> [DIRECTIVE A]: Reproduce the passage about Wonsik's years in the Merchant Marine word for word, in full.

> [DOCUMENT EXTRACT]:
══════
And while the ships Wonsik served on were not attacked directly, he skirted danger several times throughout his career.

For example, Wonsik explained that the Merchant Marine ships would travel up and down the coast of the U.S. to gather all of the necessary military supplies before making the two-week long trek across the Atlantic to the troops. But even while traveling in American waters, the merchant marines were on the look out for wolfpack German submarines, which would lie in wait outside of the harbors of Boston or New York.

"A lot of ships would get torpedoed in American waters," Wonsik said. The crew would black out the ship and were able to sneak out of Boston and into Halifax unharmed, he said.

Submarines also threatened Wonsik's ships when the merchant marines traveled to the Caribbean and to the Gulf of Mexico to pick up fuel and gasoline for American forces from the refineries of Aruba and the southern U.S. states.

He said that the subs notoriously lingered in the mouth of the Mississippi River, looking for the slow-moving, fully-loaded tankers filled to the brim with gasoline supplies.

"I saw them torpedo a few, but they missed our ship. We were lucky," Wonsik said.

Wonsik's luck ran out during a vicious South Atlantic storm, which caused his ship to lose its propellor, setting the crew adrift for weeks before another boat came to tug the ship to Brazil.

"That was the only time I got scared," Wonsik said. The ship listed so badly as it waited for assistance, that water would come onto the decks, he added.

Despite the danger, Wonsik said that his eight years in the Merchant Marines were more than a worthwhile experience for him. 

"If they called me back tomorrow, I'd go," Wonsik said.

Once he left the service, he worked for 32 years at CT Transit and moved to Tolland in 1964. He still lives in Tolland with his wife, Barbara.
══════
> [DIRECTIVE B]: In the rows below, copy out the lines verbatim from the line with "Question. Mark every instance of the boat hull" up to and including the line with "x=149 y=195", and give nothing else.
══════
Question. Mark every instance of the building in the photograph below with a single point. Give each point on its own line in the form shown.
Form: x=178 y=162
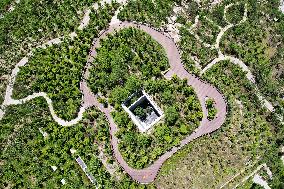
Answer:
x=144 y=112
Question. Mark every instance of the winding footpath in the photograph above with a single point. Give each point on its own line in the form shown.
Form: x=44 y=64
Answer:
x=202 y=89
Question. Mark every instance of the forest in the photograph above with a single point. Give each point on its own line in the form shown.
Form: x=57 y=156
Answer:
x=58 y=69
x=129 y=61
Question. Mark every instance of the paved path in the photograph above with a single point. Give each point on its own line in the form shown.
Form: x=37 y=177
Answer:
x=202 y=89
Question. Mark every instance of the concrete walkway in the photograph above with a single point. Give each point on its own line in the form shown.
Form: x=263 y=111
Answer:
x=202 y=89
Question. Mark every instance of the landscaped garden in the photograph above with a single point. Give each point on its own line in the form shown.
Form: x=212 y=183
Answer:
x=127 y=62
x=36 y=151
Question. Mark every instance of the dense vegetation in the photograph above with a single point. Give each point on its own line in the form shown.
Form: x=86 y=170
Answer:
x=27 y=156
x=212 y=111
x=137 y=67
x=259 y=43
x=57 y=69
x=4 y=6
x=241 y=142
x=30 y=24
x=145 y=11
x=249 y=137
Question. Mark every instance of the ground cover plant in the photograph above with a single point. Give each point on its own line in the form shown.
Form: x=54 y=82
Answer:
x=4 y=6
x=212 y=111
x=57 y=69
x=152 y=12
x=138 y=66
x=193 y=51
x=259 y=44
x=31 y=23
x=27 y=155
x=236 y=146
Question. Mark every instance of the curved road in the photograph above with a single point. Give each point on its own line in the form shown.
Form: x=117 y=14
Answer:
x=202 y=89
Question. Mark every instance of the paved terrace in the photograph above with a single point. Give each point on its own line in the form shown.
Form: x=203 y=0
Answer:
x=202 y=89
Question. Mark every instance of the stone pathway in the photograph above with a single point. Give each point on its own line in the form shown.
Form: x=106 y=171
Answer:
x=202 y=89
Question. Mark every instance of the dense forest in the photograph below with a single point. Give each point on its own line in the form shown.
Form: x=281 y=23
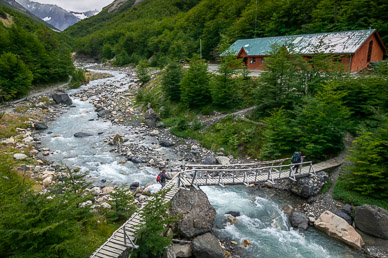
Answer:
x=31 y=54
x=160 y=29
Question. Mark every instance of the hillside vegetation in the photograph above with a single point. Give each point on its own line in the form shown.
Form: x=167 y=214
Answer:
x=160 y=29
x=31 y=54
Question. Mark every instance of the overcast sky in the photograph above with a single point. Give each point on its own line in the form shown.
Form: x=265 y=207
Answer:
x=78 y=5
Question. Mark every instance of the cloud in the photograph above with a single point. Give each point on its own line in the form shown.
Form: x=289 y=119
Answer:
x=77 y=5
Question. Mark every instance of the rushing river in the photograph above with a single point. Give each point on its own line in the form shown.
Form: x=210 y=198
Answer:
x=261 y=221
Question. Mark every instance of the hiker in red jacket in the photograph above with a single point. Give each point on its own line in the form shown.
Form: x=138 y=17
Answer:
x=162 y=177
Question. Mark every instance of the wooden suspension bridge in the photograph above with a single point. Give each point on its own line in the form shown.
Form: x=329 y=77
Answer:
x=124 y=238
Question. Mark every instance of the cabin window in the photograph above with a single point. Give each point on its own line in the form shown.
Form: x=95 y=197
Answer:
x=370 y=51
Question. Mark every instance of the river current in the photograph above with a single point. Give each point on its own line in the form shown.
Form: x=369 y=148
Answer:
x=261 y=221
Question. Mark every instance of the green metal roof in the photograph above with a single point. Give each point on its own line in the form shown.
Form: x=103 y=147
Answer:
x=343 y=42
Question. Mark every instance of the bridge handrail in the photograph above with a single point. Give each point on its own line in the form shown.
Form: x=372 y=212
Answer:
x=249 y=169
x=239 y=164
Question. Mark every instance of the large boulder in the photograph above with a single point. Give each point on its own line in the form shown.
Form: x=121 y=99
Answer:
x=207 y=246
x=62 y=98
x=102 y=113
x=372 y=220
x=209 y=160
x=197 y=213
x=82 y=135
x=151 y=118
x=345 y=216
x=222 y=160
x=40 y=126
x=184 y=250
x=338 y=228
x=307 y=187
x=299 y=220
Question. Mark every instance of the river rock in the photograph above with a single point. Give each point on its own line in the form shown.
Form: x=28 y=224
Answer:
x=209 y=160
x=347 y=208
x=344 y=216
x=134 y=185
x=166 y=143
x=232 y=219
x=299 y=220
x=198 y=215
x=223 y=160
x=47 y=181
x=338 y=228
x=207 y=246
x=135 y=160
x=287 y=209
x=62 y=98
x=106 y=205
x=151 y=118
x=103 y=113
x=233 y=213
x=82 y=135
x=96 y=190
x=20 y=156
x=182 y=250
x=372 y=220
x=107 y=189
x=307 y=187
x=40 y=126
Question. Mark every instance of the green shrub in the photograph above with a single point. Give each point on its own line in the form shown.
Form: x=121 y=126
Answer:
x=342 y=192
x=171 y=81
x=122 y=205
x=368 y=173
x=142 y=72
x=195 y=85
x=78 y=78
x=15 y=77
x=152 y=236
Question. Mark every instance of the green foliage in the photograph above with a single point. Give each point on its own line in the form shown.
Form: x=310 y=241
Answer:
x=279 y=136
x=342 y=192
x=171 y=81
x=223 y=85
x=30 y=54
x=368 y=174
x=122 y=205
x=152 y=238
x=195 y=85
x=15 y=78
x=321 y=123
x=280 y=85
x=43 y=225
x=364 y=95
x=142 y=72
x=78 y=78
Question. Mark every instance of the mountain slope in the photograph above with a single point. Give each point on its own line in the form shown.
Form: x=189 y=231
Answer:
x=173 y=29
x=53 y=14
x=30 y=54
x=15 y=6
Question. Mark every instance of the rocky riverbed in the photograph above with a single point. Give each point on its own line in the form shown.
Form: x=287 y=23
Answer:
x=140 y=140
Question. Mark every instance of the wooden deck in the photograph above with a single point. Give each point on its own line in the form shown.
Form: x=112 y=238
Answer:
x=124 y=238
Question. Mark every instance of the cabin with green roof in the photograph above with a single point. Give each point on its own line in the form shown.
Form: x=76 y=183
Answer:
x=355 y=49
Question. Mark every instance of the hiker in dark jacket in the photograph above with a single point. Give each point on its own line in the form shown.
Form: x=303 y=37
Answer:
x=162 y=177
x=295 y=159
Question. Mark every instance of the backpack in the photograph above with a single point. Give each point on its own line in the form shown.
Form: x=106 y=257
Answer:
x=296 y=157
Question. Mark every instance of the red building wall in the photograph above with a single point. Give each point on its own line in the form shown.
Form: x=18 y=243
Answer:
x=359 y=60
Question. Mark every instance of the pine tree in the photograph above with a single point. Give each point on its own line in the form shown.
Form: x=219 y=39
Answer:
x=171 y=81
x=195 y=85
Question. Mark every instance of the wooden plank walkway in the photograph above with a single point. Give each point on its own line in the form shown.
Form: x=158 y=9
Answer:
x=117 y=245
x=124 y=238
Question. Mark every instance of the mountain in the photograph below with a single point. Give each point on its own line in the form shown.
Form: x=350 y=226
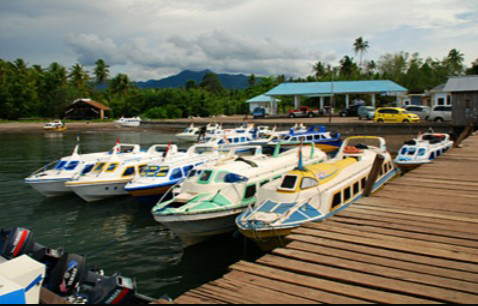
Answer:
x=229 y=81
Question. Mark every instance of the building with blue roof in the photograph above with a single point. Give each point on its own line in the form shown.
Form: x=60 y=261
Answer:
x=330 y=89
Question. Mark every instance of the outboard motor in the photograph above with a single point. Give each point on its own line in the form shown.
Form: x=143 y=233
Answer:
x=16 y=242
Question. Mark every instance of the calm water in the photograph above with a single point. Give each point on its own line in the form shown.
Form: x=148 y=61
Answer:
x=117 y=235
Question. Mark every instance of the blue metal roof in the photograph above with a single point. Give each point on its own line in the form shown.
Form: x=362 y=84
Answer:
x=339 y=87
x=260 y=98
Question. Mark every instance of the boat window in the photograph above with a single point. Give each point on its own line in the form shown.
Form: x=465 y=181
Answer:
x=220 y=176
x=289 y=182
x=250 y=191
x=337 y=200
x=99 y=167
x=364 y=182
x=112 y=167
x=347 y=194
x=72 y=165
x=187 y=169
x=308 y=182
x=205 y=177
x=87 y=169
x=129 y=171
x=176 y=174
x=60 y=165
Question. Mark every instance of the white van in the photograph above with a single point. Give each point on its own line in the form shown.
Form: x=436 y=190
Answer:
x=440 y=113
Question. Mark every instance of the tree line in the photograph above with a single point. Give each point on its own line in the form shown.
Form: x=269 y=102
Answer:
x=45 y=92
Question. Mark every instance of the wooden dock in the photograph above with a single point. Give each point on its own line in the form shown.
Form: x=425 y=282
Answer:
x=414 y=241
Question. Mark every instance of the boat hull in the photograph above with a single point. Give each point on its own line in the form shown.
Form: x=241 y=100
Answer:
x=193 y=229
x=98 y=192
x=50 y=188
x=149 y=195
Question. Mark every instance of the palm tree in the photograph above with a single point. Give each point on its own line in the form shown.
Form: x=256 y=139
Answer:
x=101 y=71
x=360 y=46
x=454 y=61
x=319 y=70
x=78 y=76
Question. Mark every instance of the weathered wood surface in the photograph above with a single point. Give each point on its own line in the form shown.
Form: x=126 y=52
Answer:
x=414 y=241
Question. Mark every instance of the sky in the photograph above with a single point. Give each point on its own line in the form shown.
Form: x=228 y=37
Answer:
x=152 y=39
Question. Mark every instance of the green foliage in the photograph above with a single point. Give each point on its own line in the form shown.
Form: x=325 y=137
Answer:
x=36 y=92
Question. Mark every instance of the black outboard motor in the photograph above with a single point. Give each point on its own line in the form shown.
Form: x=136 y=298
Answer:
x=68 y=275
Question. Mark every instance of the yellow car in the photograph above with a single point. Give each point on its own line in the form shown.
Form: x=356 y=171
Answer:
x=395 y=115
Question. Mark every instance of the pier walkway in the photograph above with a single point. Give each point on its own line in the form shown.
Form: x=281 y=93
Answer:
x=414 y=241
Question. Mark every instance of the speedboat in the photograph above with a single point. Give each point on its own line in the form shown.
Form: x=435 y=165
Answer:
x=325 y=140
x=128 y=122
x=314 y=193
x=56 y=125
x=207 y=204
x=422 y=150
x=160 y=175
x=50 y=180
x=109 y=175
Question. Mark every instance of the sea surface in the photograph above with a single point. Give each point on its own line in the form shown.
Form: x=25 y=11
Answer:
x=117 y=235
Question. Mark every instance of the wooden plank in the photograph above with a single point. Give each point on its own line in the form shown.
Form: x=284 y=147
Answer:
x=346 y=289
x=378 y=282
x=422 y=213
x=430 y=235
x=471 y=254
x=467 y=270
x=398 y=217
x=410 y=227
x=378 y=268
x=319 y=296
x=394 y=245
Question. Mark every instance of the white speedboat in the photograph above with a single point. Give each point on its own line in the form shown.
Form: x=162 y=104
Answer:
x=422 y=150
x=207 y=204
x=313 y=193
x=50 y=180
x=109 y=175
x=128 y=122
x=160 y=175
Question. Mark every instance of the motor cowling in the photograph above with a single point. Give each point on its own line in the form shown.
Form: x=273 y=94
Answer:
x=16 y=242
x=67 y=275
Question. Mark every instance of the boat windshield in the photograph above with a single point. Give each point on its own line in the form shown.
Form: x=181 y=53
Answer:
x=289 y=182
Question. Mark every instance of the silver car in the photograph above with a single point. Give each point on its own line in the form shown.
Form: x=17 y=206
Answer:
x=440 y=113
x=422 y=111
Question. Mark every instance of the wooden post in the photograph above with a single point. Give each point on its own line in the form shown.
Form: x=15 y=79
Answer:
x=466 y=132
x=372 y=177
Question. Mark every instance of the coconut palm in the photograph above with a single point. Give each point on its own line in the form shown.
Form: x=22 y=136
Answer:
x=101 y=71
x=360 y=47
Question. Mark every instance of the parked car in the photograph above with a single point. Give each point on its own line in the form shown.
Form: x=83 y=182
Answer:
x=366 y=112
x=420 y=110
x=395 y=115
x=259 y=112
x=303 y=111
x=352 y=111
x=440 y=114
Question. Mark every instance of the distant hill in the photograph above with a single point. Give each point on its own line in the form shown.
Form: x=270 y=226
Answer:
x=229 y=81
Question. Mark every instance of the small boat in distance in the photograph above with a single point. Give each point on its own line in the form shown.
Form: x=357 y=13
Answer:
x=422 y=150
x=314 y=193
x=55 y=125
x=128 y=122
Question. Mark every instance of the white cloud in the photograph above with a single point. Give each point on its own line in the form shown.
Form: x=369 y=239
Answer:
x=156 y=37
══════
> [EXERCISE OUTPUT A]:
And while the ships Wonsik served on were not attacked directly, he skirted danger several times throughout his career.

For example, Wonsik explained that the Merchant Marine ships would travel up and down the coast of the U.S. to gather all of the necessary military supplies before making the two-week long trek across the Atlantic to the troops. But even while traveling in American waters, the merchant marines were on the look out for wolfpack German submarines, which would lie in wait outside of the harbors of Boston or New York.

"A lot of ships would get torpedoed in American waters," Wonsik said. The crew would black out the ship and were able to sneak out of Boston and into Halifax unharmed, he said.

Submarines also threatened Wonsik's ships when the merchant marines traveled to the Caribbean and to the Gulf of Mexico to pick up fuel and gasoline for American forces from the refineries of Aruba and the southern U.S. states.

He said that the subs notoriously lingered in the mouth of the Mississippi River, looking for the slow-moving, fully-loaded tankers filled to the brim with gasoline supplies.

"I saw them torpedo a few, but they missed our ship. We were lucky," Wonsik said.

Wonsik's luck ran out during a vicious South Atlantic storm, which caused his ship to lose its propellor, setting the crew adrift for weeks before another boat came to tug the ship to Brazil.

"That was the only time I got scared," Wonsik said. The ship listed so badly as it waited for assistance, that water would come onto the decks, he added.

Despite the danger, Wonsik said that his eight years in the Merchant Marines were more than a worthwhile experience for him. 

"If they called me back tomorrow, I'd go," Wonsik said.

Once he left the service, he worked for 32 years at CT Transit and moved to Tolland in 1964. He still lives in Tolland with his wife, Barbara.

> [EXERCISE OUTPUT B]:
Question. Mark every instance of the boat hull in the photograph above with a single point. Give each point on its own line in the form shown.
Form: x=241 y=100
Answer:
x=193 y=229
x=98 y=192
x=50 y=188
x=149 y=195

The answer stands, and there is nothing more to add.